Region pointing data
┄┄┄┄┄┄
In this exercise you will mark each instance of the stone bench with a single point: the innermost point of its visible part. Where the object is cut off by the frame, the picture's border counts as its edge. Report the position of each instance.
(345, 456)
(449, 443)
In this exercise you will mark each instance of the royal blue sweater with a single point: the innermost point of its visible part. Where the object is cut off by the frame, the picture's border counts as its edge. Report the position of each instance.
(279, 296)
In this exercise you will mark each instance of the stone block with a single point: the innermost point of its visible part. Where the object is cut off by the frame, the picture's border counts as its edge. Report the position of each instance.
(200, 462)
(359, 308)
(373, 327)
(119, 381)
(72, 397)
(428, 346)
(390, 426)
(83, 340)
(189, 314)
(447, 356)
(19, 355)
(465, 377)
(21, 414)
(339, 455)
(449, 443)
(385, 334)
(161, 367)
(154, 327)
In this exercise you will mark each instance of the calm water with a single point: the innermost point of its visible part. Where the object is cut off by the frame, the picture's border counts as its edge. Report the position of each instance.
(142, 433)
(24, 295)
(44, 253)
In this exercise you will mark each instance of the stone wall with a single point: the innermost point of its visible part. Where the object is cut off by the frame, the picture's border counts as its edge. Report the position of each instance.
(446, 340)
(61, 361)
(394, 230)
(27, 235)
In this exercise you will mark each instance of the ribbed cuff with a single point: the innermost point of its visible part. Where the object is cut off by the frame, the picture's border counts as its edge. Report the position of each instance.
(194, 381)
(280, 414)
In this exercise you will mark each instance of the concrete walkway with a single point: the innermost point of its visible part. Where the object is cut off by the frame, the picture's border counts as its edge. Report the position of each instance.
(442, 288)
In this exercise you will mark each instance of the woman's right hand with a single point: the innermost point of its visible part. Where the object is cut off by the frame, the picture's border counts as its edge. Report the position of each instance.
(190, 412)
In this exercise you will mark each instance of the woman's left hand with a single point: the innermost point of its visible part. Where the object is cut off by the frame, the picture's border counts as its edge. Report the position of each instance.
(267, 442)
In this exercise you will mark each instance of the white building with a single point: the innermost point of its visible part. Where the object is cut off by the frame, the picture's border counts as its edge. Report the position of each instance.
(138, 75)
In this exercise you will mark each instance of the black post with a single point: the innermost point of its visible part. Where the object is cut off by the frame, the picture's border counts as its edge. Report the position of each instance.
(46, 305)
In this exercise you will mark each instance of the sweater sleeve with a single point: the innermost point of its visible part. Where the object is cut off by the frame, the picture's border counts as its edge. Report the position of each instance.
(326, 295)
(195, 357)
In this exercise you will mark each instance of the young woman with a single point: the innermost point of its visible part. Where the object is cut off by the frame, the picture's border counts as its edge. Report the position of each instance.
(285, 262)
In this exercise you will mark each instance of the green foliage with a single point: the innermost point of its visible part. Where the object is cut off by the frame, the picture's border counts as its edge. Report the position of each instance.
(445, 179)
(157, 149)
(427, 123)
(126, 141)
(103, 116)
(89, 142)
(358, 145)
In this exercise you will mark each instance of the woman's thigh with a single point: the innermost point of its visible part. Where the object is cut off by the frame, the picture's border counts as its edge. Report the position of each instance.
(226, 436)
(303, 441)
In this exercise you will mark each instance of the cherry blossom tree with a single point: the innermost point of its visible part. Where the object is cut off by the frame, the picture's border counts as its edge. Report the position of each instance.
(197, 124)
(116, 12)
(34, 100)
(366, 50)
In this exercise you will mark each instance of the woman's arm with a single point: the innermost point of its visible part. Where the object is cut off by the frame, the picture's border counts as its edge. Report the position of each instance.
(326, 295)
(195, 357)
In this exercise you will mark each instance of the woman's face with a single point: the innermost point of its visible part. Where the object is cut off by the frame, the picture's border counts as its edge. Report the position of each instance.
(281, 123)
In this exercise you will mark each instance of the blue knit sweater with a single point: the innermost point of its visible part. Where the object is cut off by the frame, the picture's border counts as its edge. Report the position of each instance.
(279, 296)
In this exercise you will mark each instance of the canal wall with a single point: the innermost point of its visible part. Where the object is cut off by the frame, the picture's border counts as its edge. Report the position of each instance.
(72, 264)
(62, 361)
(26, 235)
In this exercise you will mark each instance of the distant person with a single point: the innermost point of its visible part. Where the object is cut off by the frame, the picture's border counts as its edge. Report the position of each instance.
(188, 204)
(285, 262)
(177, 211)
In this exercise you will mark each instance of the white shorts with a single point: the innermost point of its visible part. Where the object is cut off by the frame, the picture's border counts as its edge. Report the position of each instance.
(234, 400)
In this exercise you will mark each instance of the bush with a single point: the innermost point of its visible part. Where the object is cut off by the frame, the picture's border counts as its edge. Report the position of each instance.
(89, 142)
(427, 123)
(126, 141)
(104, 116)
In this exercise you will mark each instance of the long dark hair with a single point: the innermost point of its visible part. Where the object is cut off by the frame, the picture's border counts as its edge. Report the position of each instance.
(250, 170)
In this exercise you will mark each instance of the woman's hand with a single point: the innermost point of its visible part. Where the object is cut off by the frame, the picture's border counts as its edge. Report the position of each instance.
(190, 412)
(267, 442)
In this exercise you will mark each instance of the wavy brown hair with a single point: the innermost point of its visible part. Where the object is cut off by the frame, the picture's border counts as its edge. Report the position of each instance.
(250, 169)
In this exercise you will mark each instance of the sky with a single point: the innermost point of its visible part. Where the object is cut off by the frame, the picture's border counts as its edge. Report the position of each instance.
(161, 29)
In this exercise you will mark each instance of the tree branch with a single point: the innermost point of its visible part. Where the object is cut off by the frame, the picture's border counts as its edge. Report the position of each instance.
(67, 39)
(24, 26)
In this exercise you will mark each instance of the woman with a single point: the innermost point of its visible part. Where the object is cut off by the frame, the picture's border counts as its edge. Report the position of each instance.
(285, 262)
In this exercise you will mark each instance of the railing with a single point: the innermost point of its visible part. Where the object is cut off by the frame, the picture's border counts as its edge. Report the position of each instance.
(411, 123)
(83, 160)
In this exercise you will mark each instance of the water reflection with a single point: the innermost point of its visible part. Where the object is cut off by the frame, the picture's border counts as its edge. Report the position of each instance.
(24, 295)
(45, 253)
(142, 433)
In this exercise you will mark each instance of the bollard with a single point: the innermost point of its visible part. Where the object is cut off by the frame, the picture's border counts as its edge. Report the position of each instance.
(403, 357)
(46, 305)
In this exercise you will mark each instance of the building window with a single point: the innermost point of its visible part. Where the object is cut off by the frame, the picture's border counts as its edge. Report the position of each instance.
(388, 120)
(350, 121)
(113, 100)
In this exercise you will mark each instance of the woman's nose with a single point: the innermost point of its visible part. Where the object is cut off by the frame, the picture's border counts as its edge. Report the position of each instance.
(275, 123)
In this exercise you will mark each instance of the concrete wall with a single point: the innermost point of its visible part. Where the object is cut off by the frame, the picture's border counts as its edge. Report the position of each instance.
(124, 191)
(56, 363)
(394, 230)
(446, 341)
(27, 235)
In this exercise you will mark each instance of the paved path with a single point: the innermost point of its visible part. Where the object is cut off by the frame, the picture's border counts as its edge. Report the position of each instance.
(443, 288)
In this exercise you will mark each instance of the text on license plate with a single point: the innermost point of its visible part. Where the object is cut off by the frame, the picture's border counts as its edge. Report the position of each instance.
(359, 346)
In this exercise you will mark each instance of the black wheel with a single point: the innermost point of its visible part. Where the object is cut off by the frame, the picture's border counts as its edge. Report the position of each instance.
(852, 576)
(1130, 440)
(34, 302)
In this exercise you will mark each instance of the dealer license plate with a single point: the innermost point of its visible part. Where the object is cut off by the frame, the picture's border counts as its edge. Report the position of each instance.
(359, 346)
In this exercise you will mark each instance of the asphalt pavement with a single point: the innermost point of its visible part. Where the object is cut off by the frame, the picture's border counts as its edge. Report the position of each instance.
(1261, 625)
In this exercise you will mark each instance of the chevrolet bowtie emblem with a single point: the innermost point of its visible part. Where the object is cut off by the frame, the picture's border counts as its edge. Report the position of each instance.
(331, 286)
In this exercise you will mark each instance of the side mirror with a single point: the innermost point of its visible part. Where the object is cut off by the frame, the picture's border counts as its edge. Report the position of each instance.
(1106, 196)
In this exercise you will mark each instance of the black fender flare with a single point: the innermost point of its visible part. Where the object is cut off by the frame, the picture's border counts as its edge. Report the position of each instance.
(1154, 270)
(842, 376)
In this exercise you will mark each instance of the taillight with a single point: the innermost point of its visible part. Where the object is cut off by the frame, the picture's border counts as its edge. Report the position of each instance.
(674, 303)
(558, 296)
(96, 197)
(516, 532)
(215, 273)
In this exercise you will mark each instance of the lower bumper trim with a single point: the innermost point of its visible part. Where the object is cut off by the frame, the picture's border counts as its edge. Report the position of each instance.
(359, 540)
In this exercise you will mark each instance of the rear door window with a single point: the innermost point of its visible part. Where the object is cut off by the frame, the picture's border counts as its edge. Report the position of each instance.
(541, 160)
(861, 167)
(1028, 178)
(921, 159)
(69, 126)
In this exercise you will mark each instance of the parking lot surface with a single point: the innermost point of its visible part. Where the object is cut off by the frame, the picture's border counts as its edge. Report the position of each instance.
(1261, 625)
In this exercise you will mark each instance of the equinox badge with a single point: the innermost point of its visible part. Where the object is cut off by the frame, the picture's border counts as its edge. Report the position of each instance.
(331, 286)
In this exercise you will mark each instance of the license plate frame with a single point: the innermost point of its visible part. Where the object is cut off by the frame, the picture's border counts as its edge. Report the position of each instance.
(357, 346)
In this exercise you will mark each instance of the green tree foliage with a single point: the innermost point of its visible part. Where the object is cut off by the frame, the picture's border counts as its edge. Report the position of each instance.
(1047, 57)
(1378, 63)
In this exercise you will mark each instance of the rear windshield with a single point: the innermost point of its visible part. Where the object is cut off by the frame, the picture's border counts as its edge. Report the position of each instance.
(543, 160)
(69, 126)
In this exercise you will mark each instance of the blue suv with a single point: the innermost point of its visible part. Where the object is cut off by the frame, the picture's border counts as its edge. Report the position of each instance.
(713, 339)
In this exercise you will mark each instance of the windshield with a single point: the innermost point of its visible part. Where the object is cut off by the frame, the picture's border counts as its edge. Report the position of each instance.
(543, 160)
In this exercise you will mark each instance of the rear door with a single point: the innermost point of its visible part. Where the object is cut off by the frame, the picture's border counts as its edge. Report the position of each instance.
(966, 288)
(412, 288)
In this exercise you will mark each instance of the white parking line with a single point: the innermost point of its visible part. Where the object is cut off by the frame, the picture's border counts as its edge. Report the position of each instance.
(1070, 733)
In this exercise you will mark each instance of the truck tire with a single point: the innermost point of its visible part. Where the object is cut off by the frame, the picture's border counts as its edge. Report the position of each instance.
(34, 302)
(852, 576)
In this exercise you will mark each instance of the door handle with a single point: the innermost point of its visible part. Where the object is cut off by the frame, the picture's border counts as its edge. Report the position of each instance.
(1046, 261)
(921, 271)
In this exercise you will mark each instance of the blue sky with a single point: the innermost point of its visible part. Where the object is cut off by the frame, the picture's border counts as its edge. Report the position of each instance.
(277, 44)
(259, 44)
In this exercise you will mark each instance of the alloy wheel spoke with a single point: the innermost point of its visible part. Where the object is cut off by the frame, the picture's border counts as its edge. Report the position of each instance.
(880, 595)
┄┄┄┄┄┄
__Action item__
Once you find the line containing "In this exercise you will mark each instance of the truck", copy it and every line after it through the end of the records, exactly and nothing else.

__Response below__
In this exercise you will mark each instance of the truck tire with a single point: the innermost point of its visible part. Where the object is cut off by the frame, the picture's border counts as its edge. Report the position of each instance.
(34, 302)
(852, 576)
In this exercise you will mark each instance of the door handle with a single point: the innermost point of its visible part. Where the object is cut off by the frame, the picture's border counts as its edge. Report the position of each instance.
(1046, 261)
(921, 271)
In this exercise you will mark each instance of the blue sky with a single point: the innermost point of its visible part. Where the object is cut off by the frame, the picture's border counts as its edge. Report the position of each instance.
(277, 44)
(259, 44)
In this exercise you will mark each instance of the alloy wheel spoke with a single point: the innermost point of its visible part. Where the object is cut off by the frame, the picture's border counts as its edge. Report the position of each instance.
(880, 595)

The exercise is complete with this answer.